EXERCISE DESCRIPTION: Write out each of the following rows line for line, without changing anything.

Entries from a point annotation set:
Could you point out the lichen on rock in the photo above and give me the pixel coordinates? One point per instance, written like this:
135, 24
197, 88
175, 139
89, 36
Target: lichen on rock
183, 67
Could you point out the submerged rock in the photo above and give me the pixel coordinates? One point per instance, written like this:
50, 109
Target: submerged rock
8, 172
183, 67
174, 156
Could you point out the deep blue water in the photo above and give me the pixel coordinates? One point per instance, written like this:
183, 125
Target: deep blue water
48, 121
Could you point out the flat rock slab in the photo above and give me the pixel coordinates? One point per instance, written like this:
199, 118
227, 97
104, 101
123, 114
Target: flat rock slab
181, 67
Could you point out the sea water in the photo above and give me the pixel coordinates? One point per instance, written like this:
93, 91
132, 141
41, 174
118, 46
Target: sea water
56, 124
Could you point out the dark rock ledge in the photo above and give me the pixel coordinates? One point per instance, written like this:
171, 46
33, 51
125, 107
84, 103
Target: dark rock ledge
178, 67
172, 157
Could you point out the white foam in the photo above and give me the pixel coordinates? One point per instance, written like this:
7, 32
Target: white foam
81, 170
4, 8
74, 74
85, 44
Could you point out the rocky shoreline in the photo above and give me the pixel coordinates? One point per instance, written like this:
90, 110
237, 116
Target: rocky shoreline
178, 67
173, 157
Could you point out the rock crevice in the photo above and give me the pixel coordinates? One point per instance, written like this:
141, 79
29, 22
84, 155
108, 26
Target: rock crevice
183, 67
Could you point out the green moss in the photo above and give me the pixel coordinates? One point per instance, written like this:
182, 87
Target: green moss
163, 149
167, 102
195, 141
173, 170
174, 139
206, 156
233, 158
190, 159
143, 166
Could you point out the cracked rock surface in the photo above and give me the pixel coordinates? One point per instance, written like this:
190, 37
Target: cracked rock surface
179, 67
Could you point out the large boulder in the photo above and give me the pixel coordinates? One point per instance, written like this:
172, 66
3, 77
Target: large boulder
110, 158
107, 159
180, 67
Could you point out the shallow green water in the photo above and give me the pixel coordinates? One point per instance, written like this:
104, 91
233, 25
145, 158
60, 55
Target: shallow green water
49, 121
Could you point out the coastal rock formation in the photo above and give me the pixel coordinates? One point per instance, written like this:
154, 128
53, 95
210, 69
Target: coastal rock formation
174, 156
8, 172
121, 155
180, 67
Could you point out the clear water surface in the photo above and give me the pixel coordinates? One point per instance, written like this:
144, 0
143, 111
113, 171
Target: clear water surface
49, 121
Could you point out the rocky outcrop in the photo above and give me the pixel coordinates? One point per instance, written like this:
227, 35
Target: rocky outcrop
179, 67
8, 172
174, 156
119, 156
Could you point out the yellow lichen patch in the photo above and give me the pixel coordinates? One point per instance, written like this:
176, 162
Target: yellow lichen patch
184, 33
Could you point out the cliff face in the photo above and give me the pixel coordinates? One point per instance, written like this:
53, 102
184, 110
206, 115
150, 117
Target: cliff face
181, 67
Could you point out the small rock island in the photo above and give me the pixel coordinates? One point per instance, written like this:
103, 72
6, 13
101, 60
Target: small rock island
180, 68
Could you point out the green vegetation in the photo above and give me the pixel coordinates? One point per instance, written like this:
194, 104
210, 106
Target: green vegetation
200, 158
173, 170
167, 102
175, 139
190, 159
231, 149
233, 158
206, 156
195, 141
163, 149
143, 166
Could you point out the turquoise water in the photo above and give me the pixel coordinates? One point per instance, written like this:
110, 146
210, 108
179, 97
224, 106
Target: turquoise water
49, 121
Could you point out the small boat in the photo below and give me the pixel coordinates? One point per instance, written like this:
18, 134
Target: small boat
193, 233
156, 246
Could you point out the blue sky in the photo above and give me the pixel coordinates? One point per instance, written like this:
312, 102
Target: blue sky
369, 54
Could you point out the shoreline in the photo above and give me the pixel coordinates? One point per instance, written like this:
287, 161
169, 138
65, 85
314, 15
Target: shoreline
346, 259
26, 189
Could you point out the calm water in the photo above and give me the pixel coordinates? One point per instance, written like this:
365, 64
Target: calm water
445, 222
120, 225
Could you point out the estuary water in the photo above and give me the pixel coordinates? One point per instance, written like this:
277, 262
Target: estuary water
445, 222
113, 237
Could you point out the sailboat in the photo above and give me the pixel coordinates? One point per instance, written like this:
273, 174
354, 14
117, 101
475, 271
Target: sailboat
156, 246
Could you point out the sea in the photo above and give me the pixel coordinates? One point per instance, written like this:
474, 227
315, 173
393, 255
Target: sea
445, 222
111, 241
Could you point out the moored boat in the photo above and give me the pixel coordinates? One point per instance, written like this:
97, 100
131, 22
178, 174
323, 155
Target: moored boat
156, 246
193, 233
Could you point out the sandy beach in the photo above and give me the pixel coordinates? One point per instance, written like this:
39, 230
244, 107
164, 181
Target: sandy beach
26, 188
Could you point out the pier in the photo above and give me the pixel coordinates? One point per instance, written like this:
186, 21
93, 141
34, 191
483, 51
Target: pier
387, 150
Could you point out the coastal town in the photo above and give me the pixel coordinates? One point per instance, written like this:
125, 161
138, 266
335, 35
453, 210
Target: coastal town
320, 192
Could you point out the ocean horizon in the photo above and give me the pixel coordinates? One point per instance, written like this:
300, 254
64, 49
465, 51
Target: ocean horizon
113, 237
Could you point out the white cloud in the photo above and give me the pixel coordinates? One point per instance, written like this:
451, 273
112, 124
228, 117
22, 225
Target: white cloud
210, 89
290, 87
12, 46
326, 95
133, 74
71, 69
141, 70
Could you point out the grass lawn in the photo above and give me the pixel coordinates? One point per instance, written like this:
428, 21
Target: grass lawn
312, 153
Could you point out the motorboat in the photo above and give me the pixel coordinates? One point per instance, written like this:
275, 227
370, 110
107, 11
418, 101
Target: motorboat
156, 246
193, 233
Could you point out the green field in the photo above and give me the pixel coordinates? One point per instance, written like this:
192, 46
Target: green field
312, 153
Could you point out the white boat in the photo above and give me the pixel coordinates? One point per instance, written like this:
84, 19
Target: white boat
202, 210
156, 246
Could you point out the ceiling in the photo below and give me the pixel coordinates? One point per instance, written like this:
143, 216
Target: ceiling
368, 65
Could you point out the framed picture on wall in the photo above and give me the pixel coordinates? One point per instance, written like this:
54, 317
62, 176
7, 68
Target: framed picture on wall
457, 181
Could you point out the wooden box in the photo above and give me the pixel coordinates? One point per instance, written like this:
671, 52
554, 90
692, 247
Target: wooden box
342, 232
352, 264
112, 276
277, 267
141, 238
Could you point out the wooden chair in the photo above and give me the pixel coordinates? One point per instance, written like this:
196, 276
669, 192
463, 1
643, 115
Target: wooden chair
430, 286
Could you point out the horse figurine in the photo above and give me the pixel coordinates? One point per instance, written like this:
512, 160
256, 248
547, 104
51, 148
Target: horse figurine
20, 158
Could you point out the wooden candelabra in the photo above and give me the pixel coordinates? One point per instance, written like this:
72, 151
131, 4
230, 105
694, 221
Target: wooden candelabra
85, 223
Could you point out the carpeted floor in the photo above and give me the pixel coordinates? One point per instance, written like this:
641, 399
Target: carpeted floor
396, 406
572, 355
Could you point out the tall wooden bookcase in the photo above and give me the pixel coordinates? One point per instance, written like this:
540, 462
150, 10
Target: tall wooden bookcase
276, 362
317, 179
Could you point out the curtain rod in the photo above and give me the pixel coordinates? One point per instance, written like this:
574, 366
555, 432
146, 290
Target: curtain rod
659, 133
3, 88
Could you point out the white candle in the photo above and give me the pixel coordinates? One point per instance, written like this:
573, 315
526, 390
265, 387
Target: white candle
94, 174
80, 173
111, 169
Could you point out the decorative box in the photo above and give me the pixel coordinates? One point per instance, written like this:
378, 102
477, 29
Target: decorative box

EXERCISE RESPONSE:
Could you point out the lichen on rock in the photo above and give me the pixel coordinates? One point per instance, written like this:
135, 24
197, 88
175, 139
89, 36
Target: lichen on rock
183, 67
Could you point out the submerged rock in the photo above and give me the pixel coordinates? One point per instance, written like this:
50, 109
Target: submerged rock
8, 172
183, 67
174, 156
Could you point out the deep blue water in the photo above and give me the pixel coordinates? One point per instance, written like this:
183, 125
Target: deep blue water
48, 121
Could you point out the flat rock slab in the photo above and give me the pixel coordinates? One point per instance, written like this:
199, 118
227, 97
104, 101
123, 114
Target: flat rock slab
181, 67
Could you point out the sea water in the photo above and give me the pixel coordinates? One point per instance, written like this:
93, 91
132, 141
41, 174
118, 46
Target: sea water
56, 124
Could you point out the dark rock ledge in the photo above and give me the pixel coordinates? One point per instance, written like this:
171, 46
33, 51
125, 107
84, 103
Target: dark rock ledge
178, 67
172, 157
Could you point out the white foam in the photo above and give me the pixel coordinates? One point per instance, written like this:
7, 32
Target: white foam
81, 170
4, 8
74, 74
85, 44
Could you point out the rocky shoreline in the photo above and give me the pixel coordinates? One point per instance, written like this:
90, 110
237, 116
Target: rocky shoreline
178, 67
173, 157
Could you point out the rock crevice in the photo above and give me the pixel coordinates? One point per instance, written like this:
141, 79
29, 22
84, 155
108, 26
Target: rock crevice
183, 67
Could you point out the green moss in the photo above and give me the pixel coordinates? One point per instance, written like this:
182, 87
Target: green moss
163, 149
167, 102
195, 141
173, 170
174, 139
206, 156
233, 158
190, 159
143, 166
Could you point out the cracked rock surface in the photo above and give me the pixel coordinates? One point per instance, written like this:
190, 37
Target: cracked rock surface
179, 67
Could you point out the large boulder in the photo above and give me the pixel coordinates? One point per instance, written like this:
172, 66
3, 77
Target: large boulder
110, 158
107, 159
180, 67
Could you point out the shallow green water in the photo above and give me the pixel coordinates? One point per instance, written like this:
104, 91
233, 25
145, 158
60, 55
Target: shallow green water
49, 121
Could you point out the coastal rock formation in the photo above and give me the pixel coordinates? One point per instance, written like this:
154, 128
53, 95
210, 69
Target: coastal rock formation
174, 156
8, 172
121, 155
180, 67
Could you point out the clear water surface in the photo above and give me the pixel coordinates? One point per instance, written like this:
144, 0
143, 111
113, 171
Target: clear water surface
49, 121
Could you point out the rocky outcrop in the photo above and give me the pixel coordinates? One point per instance, written like this:
227, 35
Target: rocky outcrop
179, 67
8, 172
174, 156
119, 156
Could you point out the yellow lichen patch in the photo above and give me the pixel coordinates? One point per instance, written like this:
176, 162
Target: yellow lichen patch
184, 33
Could you point out the cliff face in the photo above and give me the pixel coordinates? One point per instance, written like this:
53, 102
184, 110
206, 115
150, 117
Target: cliff face
181, 67
Could you point out the small rock island in the photo above and give me the pixel coordinates? One point per instance, written like this:
103, 72
6, 13
101, 60
Target: small rock island
180, 68
Could you point out the green vegetation in the photo above and give me the pixel coordinates? One point per instance, written like this:
194, 104
210, 106
Target: green vegetation
200, 158
173, 170
167, 102
175, 139
190, 159
231, 149
233, 158
206, 156
195, 141
163, 149
143, 166
Could you point out the turquoise water in the photo above and give me the pixel coordinates? One point per instance, written like this:
110, 146
210, 108
179, 97
224, 106
Target: turquoise water
49, 121
Could you point out the small boat in the photo below and give me the pixel coordinates? One point per instance, written like this:
18, 134
Target: small boat
193, 233
156, 246
Could you point out the blue sky in the photo above and give me the pixel coordinates? One point per instance, written like this:
312, 102
Target: blue sky
369, 54
Could you point out the shoreline in the photo above and give me the pixel coordinates? One point per instance, written like this:
287, 161
169, 138
65, 85
314, 15
Target: shoreline
346, 259
26, 189
Could you point out the calm water in the photo above and give me the pixel coordinates? One point per instance, written like this:
365, 64
Target: calm water
445, 222
120, 225
Could you point out the estuary water in the photo above and give me the pixel coordinates? One point per instance, written like this:
277, 262
Target: estuary water
445, 222
113, 237
Could you point out the sailboat in the photo above and give me the pixel coordinates? One point per instance, written like this:
273, 174
354, 14
117, 101
475, 271
Target: sailboat
156, 246
Could you point out the sea in the photo above and give me the pixel coordinates? One point per instance, written like this:
474, 227
315, 173
393, 255
Target: sea
445, 222
111, 241
Could you point out the moored boat in the photo above and give me the pixel coordinates? One point per instance, written like this:
97, 100
131, 22
178, 174
323, 155
Target: moored boat
156, 246
193, 233
Could you point out the sandy beach in the photo above and give me the pixel coordinates? One point per instance, written like this:
39, 230
244, 107
164, 181
Target: sandy beach
26, 188
Could you point out the pier in the photo above and give me the pixel coordinates? One point per instance, written like this:
186, 21
93, 141
34, 191
483, 51
Target: pier
387, 150
Could you point out the coastal town in the photo above and give me the pixel coordinates? One point per instance, written like this:
125, 161
138, 266
335, 35
453, 210
Target: coastal town
320, 192
Could you point out the ocean horizon in the photo above and give me the pixel coordinates? One point per instance, written like this:
300, 254
64, 49
465, 51
Target: ocean horizon
113, 237
Could you point out the white cloud in the photo above and give me the pixel coordinates? One point per instance, written like this:
451, 273
112, 124
228, 117
22, 225
Target: white cloud
210, 89
290, 87
12, 46
326, 95
133, 74
71, 69
141, 70
Could you point out the grass lawn in the photo above and give me the pixel coordinates? One point per instance, written like this:
428, 21
Target: grass lawn
312, 153
Could you point out the motorboat in the photo above and give me the pixel coordinates? One point per instance, written like this:
275, 227
370, 110
107, 11
418, 101
Target: motorboat
156, 246
193, 233
Could you point out the green field in the photo above and give me the pixel coordinates? One point per instance, written like this:
192, 46
Target: green field
312, 153
Could you point out the white boat in the photo above and give me the pixel coordinates? One point per instance, written like this:
84, 19
Target: white boat
202, 210
156, 246
Could you point out the ceiling in the photo below and give me the pixel coordinates? One point per instance, written like this:
143, 216
Target: ceiling
368, 65
Could you point out the framed picture on wall in the photo above and give me the pixel coordinates? One point per instance, written like this:
54, 317
62, 176
7, 68
Target: framed picture on wall
457, 181
Could you point out the wooden box in the photo above and give me the pixel coordinates? One point per instance, written like this:
671, 52
554, 90
692, 247
Target: wooden box
342, 232
352, 264
112, 276
277, 267
141, 238
Could you point out the wooden chair in the photo above and give me the pixel coordinates? One point per instance, written like this:
196, 276
669, 192
463, 1
643, 115
Target: wooden chair
430, 286
Could you point out the horse figurine in the photo above and give me the pixel coordinates? One point per instance, written like this:
512, 160
256, 248
547, 104
51, 148
Target: horse figurine
20, 158
Could you point out the wooden candelabra in the photo above and give me the pixel coordinates? One point per instance, written like this:
72, 151
131, 4
230, 105
694, 221
Target: wooden candelabra
85, 223
Could you point out the carpeted floor in the photo above and give me the pixel coordinates? One point per instance, written like this:
641, 399
Target: carpeted floor
396, 406
572, 355
Could you point out the tall wooden bookcase in the photo above and give me the pixel coordinates? One point per instance, written like this:
540, 462
150, 10
Target: tall wooden bookcase
276, 362
317, 179
Could you point out the curtain rod in the photo above and give me the pixel coordinates? One point per instance, written like this:
574, 366
555, 432
146, 290
Target: curtain rod
659, 133
3, 88
Could you point out the white candle in the photo above and give me the pixel coordinates? One point per instance, written like this:
573, 315
526, 390
265, 387
Target: white candle
94, 174
80, 173
111, 169
Could you point out the decorative box in the photo above and give me the pixel coordinates? One point per instance, written like this:
378, 102
477, 29
Target: decorative box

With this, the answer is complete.